_REQUEST_
Please print all of the material below, word for word.
*****
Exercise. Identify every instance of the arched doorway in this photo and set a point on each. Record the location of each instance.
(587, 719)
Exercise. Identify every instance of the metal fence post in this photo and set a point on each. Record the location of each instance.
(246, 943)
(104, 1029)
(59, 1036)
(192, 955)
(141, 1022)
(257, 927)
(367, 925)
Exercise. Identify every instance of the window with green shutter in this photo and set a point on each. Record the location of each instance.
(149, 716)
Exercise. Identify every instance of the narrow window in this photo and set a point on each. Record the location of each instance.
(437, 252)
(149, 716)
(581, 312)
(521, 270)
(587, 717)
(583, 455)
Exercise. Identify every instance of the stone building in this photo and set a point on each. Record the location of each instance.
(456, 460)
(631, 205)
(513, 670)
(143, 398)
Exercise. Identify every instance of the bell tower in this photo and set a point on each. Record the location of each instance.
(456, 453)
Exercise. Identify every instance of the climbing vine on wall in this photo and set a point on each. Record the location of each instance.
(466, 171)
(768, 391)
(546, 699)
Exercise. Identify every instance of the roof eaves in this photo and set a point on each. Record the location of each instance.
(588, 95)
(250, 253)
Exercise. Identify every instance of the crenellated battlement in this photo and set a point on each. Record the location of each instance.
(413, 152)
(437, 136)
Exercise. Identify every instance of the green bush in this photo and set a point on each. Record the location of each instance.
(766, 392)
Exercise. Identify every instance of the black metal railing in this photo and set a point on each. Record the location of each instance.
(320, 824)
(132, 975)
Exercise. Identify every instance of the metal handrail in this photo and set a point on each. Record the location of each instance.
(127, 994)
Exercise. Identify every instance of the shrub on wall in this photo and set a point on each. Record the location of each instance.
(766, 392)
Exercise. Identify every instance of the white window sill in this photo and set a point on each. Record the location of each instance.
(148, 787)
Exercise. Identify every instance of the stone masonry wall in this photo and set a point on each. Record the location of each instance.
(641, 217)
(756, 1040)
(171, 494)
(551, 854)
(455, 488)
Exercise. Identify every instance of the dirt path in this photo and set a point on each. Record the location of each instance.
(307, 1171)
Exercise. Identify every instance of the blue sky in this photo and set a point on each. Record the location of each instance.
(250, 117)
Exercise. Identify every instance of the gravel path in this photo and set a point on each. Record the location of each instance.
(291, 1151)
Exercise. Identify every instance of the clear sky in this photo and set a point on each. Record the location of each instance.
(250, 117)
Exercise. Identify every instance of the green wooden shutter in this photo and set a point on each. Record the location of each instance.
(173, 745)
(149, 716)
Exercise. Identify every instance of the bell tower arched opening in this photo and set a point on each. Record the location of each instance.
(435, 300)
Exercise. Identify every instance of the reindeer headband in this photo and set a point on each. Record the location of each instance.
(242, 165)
*****
_ANSWER FOR THIS EXERCISE_
Exercise. Identify every instance of the arched doorway in this photo and set a point on each. Record the location of each instance.
(587, 719)
Exercise. Identify every instance of the metal fence post in this photo and set a point on each. Record the location of each instance.
(246, 943)
(104, 1029)
(59, 1036)
(192, 955)
(141, 1022)
(257, 927)
(367, 925)
Exercise. Identify every instance of the window with green shutter in this photo and set a point on each. Record the location of each instance.
(149, 716)
Exercise. Identify every instance of the narrow window in this photo and set a point on each. Record the location of each instance.
(437, 252)
(149, 716)
(581, 312)
(521, 270)
(587, 717)
(583, 455)
Exercise. Identify every instance of the stone building in this photo and set a point on each. Record the location of each instance.
(456, 460)
(631, 205)
(513, 670)
(143, 398)
Exercise. Identify every instance of the bell tower in this photo and set a point on each. Record the location of each instance.
(456, 453)
Exercise. Identify every instance of the climbing vine on wall in this photo and set a point on each. Record the location of each instance.
(466, 171)
(768, 391)
(546, 699)
Exercise. Identify every instance of the roof eaves in this photo and set a point on each. Record the location of each instance.
(588, 95)
(250, 253)
Exercise. Identify every instance of the crenellated battlement in this photo and set a point on each. Record the location of each instance.
(413, 152)
(437, 136)
Exercise. Identify every instance of the green bush in this photo and set a point on each. Record the location of each instance.
(766, 392)
Exercise. Identify every instance of the black metal railing in this photo and set a point on each. Record the location of each instance.
(320, 824)
(132, 975)
Exercise. Identify every instance of the metal handrail in this photo and set a point on each. Record the location of each instance.
(127, 994)
Exercise. Identify every instance of the shrub on wall in this photo and set a point on each. Record the location of each instance.
(766, 392)
Exercise. Identify every instance of the white window sill in this photo and set a point on each. Record the location of each instance.
(148, 787)
Exercise. Identify every instance of the stone masonry wall in this photo and set a point on each. Record the location of each instance.
(641, 217)
(756, 1040)
(171, 494)
(551, 854)
(455, 488)
Exercise. Identify every instance of the dirt path in this photo and set a point on each. Record the location of each instance.
(307, 1171)
Exercise. Identify every instance of the blue sky in this photo and set a point on each. Record the location of each instance.
(250, 117)
Exercise. Identify every instance of the gravel path in this photo and set a point on each. Record the location of each instance.
(291, 1151)
Exercise. Identify every instance of the clear sky in this photo and set a point on each. Record the location of each instance.
(250, 117)
Exercise. Identify every instance of the green wooden shutter in this photo and set a point on each. Record the location of each instance.
(173, 745)
(149, 716)
Exercise. Identify every instance of the bell tower arched opening in this photo and set a point on each. Record the location of each instance.
(435, 300)
Exercise. Identify every instance of the reindeer headband in this photo and set a point on each. Record the location of each instance.
(242, 165)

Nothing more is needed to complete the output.